__WHAT YOU WILL DO__
Print the entries exactly; skip the pictures.

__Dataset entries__

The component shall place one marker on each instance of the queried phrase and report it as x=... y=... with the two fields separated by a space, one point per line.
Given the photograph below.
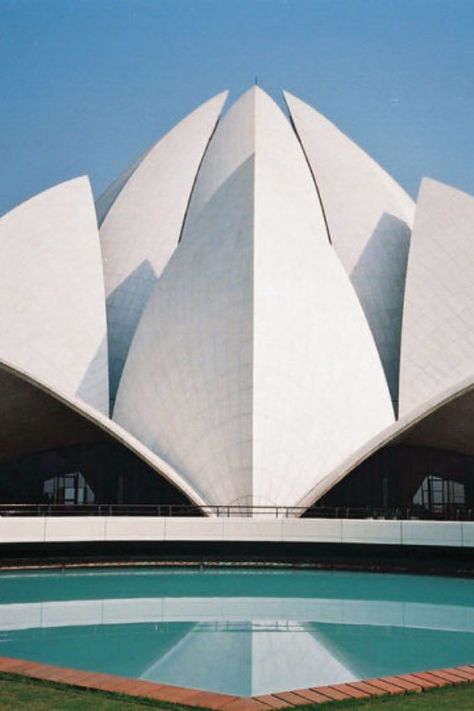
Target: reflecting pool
x=245 y=632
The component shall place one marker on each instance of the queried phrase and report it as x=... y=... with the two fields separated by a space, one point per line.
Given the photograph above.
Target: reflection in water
x=278 y=630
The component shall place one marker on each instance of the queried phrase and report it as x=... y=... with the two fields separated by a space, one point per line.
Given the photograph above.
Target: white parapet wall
x=59 y=529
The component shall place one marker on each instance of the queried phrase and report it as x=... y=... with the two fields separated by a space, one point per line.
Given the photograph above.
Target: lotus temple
x=254 y=325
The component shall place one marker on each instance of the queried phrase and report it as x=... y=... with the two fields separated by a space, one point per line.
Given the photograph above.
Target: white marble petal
x=141 y=217
x=438 y=319
x=52 y=309
x=369 y=217
x=253 y=370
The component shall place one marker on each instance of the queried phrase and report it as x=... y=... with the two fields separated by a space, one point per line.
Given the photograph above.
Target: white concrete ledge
x=152 y=528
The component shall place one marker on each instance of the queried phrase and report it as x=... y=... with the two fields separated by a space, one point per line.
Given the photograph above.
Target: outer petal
x=52 y=310
x=141 y=216
x=35 y=417
x=438 y=318
x=443 y=422
x=253 y=370
x=369 y=218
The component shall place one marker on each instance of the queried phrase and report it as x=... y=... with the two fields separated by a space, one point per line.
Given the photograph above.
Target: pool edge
x=395 y=684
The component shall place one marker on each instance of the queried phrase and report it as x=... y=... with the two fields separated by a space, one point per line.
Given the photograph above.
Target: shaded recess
x=51 y=454
x=415 y=477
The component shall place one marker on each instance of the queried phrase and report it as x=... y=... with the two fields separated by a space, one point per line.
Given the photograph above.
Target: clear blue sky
x=87 y=85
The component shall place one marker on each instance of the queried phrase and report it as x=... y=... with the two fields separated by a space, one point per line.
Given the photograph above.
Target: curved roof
x=37 y=416
x=253 y=370
x=369 y=217
x=438 y=318
x=52 y=311
x=141 y=217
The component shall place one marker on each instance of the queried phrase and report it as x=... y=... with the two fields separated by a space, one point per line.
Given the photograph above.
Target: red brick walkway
x=398 y=684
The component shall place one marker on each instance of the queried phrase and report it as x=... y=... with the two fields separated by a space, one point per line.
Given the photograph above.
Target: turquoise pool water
x=244 y=632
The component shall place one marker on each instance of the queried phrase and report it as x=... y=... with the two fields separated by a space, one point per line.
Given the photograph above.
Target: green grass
x=21 y=692
x=17 y=692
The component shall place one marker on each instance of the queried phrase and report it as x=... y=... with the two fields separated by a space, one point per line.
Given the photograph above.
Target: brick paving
x=364 y=689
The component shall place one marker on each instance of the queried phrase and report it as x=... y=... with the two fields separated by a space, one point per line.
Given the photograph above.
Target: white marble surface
x=141 y=217
x=438 y=319
x=253 y=370
x=108 y=528
x=369 y=218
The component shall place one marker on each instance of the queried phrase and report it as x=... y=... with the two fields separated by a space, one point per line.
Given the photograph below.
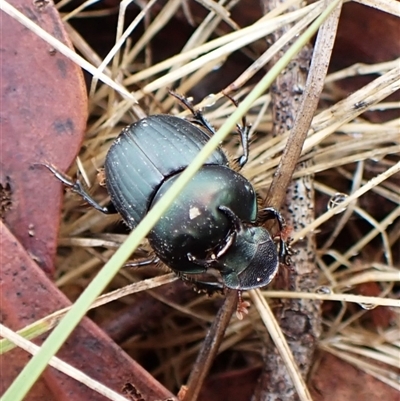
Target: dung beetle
x=214 y=223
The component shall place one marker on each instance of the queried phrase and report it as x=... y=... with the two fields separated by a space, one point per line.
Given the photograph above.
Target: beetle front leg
x=198 y=117
x=284 y=248
x=76 y=186
x=244 y=132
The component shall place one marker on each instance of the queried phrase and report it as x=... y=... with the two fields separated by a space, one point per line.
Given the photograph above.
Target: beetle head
x=249 y=259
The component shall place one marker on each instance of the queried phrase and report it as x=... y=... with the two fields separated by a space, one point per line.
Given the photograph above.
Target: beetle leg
x=209 y=287
x=198 y=117
x=76 y=186
x=284 y=249
x=244 y=132
x=143 y=262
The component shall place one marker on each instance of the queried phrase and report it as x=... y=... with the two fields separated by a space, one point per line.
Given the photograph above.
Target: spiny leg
x=198 y=116
x=76 y=186
x=244 y=132
x=284 y=248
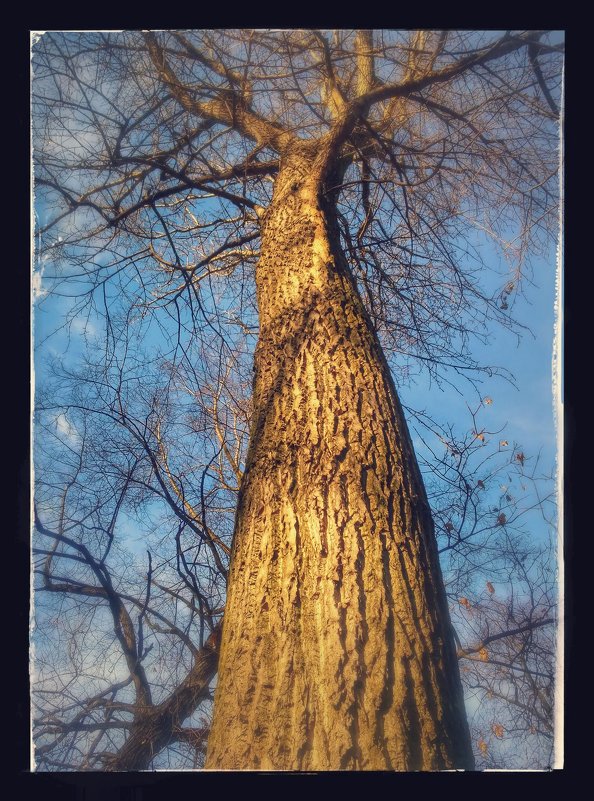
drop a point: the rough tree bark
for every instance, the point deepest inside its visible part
(336, 650)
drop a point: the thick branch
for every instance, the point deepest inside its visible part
(163, 724)
(229, 108)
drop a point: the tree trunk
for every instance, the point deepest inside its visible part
(336, 650)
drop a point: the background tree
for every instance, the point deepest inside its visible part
(153, 156)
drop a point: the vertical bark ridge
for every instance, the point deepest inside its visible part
(336, 651)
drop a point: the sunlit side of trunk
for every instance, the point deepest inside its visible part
(336, 650)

__RESPONSE__
The component shall place one marker on each instance of the queried phrase and report it as x=... y=... with the two fields separated by a space, one point per line.
Given the photograph below.
Target: reflecting pool
x=245 y=632
The component shall place one marker on each instance of the queried phrase and report it as x=... y=... with the two fields separated by a space, one point per line.
Given the photograph above.
Target: reflection in water
x=278 y=630
The component shall place one marker on each instance of the queried phrase and report it as x=... y=... with the two fields separated by a space, one point per line.
Given the photograph above.
Target: white parapet wall
x=59 y=529
The component shall place one marker on each instance of the queried phrase and report it as x=... y=... with the two fields separated by a space, one point per line.
Given the photograph above.
Target: lotus temple
x=254 y=325
The component shall place one marker on each instance of the queried phrase and report it as x=... y=... with the two fields separated by a space, one point per line.
Given the photograph above.
Target: white marble petal
x=141 y=217
x=438 y=319
x=52 y=309
x=369 y=217
x=253 y=370
The component shall place one marker on each instance of the queried phrase and report it as x=... y=... with the two fields separated by a space, one point per line.
Given the photograph above.
Target: white concrete ledge
x=152 y=528
The component shall place one marker on each instance of the queried phrase and report it as x=... y=... with the two fields separated by a space, one point per line.
Given the photograph above.
Target: outer petal
x=52 y=310
x=141 y=216
x=35 y=417
x=438 y=318
x=443 y=422
x=253 y=370
x=369 y=218
The component shall place one marker on each instance of the queried phrase and report it as x=... y=... with the two fields separated by a space, one point per line.
Given the photograph above.
Target: pool edge
x=395 y=684
The component shall place one marker on each instance of the queried phrase and report it as x=... y=... with the two fields separated by a space, one point per line.
Given the photograph above.
Target: shaded recess
x=51 y=454
x=415 y=477
The component shall place one marker on each instance of the queried phrase and report it as x=... y=... with the two fields separated by a space, one point per line.
Given the photograph above.
Target: clear blue sky
x=87 y=85
The component shall place one marker on each instance of the queried phrase and report it as x=... y=... with the two fields separated by a space, one point per line.
Given the photograph above.
Target: curved roof
x=37 y=416
x=253 y=370
x=369 y=217
x=438 y=318
x=52 y=311
x=141 y=217
The component shall place one marker on each instance of the queried phrase and report it as x=... y=... with the two fields separated by a space, one point per line.
Given the photograph above.
Target: red brick walkway
x=398 y=684
The component shall place one marker on each instance of the queried phrase and report it as x=... y=... with the two fields separated by a space, one point per line.
Given the photograph above.
Target: turquoise pool water
x=244 y=632
The component shall place one marker on each instance of the queried phrase and report it as x=... y=... with the two fields separated by a space, one point per line.
Given the photograph above.
Target: green grass
x=21 y=692
x=17 y=692
The component shall place one marker on each instance of the queried phrase and report it as x=... y=... with the two fields separated by a space, one point per line.
Given the photograph above.
Target: brick paving
x=364 y=689
The component shall place one marker on each instance of the queried phrase and report it as x=... y=... with the two fields separated by a space, one point per line.
Given the photograph above.
Target: white marble surface
x=141 y=217
x=438 y=319
x=253 y=370
x=108 y=528
x=369 y=218
The component shall place one marker on each instance of the queried phrase and report it as x=... y=... with the two fields separated by a space, one point per line.
Given the photograph below.
Target: dung beetle
x=214 y=223
The component shall place one marker on each instance of the queried phrase and report it as x=... y=... with the two fields separated by a space, one point per line.
Given the photograph above.
Target: beetle front leg
x=198 y=117
x=284 y=248
x=76 y=186
x=244 y=132
The component shall place one marker on each instance of the queried phrase and report it as x=... y=... with the two fields separated by a space, one point per line.
Given the photograph above.
Target: beetle head
x=249 y=259
The component shall place one marker on each instance of the queried phrase and report it as x=... y=... with the two fields separated by a space, one point per line.
Given the photograph above.
Target: beetle leg
x=209 y=287
x=198 y=117
x=76 y=186
x=284 y=249
x=244 y=132
x=143 y=262
The component shall place one marker on each instance of the queried phrase and report it as x=... y=... with the two fields separated by a space, one point per line.
Given the photograph above.
Target: spiny leg
x=198 y=116
x=76 y=186
x=244 y=132
x=284 y=248
drop a point: the rough tree bark
for every instance, the point deepest inside its visible part
(336, 650)
drop a point: the thick branch
for every instance, the point deepest inside its visible part
(163, 724)
(229, 108)
drop a point: the tree trunk
for every instance, the point deepest inside its visible part
(336, 650)
drop a point: the background tree
for every instance, the point deepest inside its visible part
(153, 156)
drop a point: the vertical bark ridge
for every instance, the point deepest inside its visible part
(336, 651)
drop a point: the sunlit side of trunk
for every instance, the point deepest inside its visible part
(336, 650)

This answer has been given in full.